[START OF DATA EXCERPTS]
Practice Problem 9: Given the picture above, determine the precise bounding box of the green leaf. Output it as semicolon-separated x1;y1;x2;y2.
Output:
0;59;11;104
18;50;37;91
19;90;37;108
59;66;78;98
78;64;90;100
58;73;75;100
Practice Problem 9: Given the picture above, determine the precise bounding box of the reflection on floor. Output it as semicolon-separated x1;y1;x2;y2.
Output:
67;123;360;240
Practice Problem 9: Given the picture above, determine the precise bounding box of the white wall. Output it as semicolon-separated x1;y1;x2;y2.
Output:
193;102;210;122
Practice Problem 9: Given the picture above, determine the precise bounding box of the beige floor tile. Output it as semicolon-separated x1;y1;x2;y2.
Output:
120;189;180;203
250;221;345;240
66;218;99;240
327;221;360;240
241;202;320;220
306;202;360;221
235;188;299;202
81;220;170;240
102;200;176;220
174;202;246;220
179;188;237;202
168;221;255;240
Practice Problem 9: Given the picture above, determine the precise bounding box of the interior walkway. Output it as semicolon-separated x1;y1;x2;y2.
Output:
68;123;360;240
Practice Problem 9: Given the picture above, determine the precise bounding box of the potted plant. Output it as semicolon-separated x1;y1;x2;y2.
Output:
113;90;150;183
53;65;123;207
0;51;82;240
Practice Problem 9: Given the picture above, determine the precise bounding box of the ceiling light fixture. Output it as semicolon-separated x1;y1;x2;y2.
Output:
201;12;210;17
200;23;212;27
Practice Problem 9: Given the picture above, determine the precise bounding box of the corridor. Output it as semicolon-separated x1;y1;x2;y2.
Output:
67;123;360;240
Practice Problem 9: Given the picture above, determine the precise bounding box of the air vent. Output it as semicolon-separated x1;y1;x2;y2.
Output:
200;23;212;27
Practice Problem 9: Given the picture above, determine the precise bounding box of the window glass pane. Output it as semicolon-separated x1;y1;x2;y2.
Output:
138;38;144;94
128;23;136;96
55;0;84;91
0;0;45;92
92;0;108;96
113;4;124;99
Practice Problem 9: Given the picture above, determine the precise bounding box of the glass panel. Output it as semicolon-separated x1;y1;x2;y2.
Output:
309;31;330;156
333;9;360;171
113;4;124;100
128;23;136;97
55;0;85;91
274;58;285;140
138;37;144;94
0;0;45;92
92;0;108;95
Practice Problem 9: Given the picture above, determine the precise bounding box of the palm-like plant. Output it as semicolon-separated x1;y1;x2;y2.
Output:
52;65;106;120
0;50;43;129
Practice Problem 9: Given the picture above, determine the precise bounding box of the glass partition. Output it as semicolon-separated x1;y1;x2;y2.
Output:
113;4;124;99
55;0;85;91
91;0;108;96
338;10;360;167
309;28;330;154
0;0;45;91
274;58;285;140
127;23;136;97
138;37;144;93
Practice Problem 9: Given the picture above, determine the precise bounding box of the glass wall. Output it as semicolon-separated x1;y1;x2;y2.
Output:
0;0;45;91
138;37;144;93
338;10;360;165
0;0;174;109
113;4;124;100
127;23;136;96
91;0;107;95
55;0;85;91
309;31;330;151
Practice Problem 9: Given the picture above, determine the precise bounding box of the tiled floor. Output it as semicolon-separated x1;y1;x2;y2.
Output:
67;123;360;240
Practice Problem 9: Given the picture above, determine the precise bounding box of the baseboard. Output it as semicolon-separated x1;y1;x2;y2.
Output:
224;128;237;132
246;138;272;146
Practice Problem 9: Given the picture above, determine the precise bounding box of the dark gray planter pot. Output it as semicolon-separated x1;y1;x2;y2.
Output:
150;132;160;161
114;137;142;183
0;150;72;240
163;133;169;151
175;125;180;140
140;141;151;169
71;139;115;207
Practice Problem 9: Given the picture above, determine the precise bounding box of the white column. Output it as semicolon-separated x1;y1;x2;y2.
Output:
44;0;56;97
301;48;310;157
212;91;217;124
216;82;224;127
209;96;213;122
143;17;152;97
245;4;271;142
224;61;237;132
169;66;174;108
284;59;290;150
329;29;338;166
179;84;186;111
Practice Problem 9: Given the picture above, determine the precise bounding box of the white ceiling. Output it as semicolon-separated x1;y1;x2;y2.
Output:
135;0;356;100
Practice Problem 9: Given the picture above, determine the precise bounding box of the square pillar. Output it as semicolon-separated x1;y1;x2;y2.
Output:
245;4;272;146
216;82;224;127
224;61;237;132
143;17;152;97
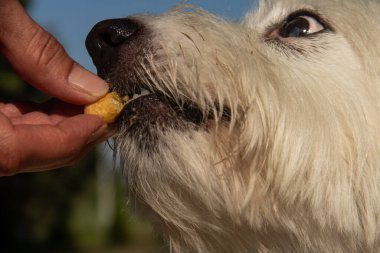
[END OF DATA EXCERPTS]
» **GIVEN REQUEST**: Render the lines of the listing above, from the one containing "white wall. Output it as semicolon-separated x1;y1;x2;y2." through the one containing "193;102;210;122" (both included), as a Markdown table with columns Row and Text. Number each line in Row and leave out any blank lines.

» **ANSWER FOR THIS EXERCISE**:
| Row | Text |
|---|---|
| 1 | Practice Problem 9: Given the picture above, determine the precise bounding box of the white wall. Output it as semicolon-separated x1;y1;x2;y2. |
| 2 | Output: |
| 3 | 193;102;210;122 |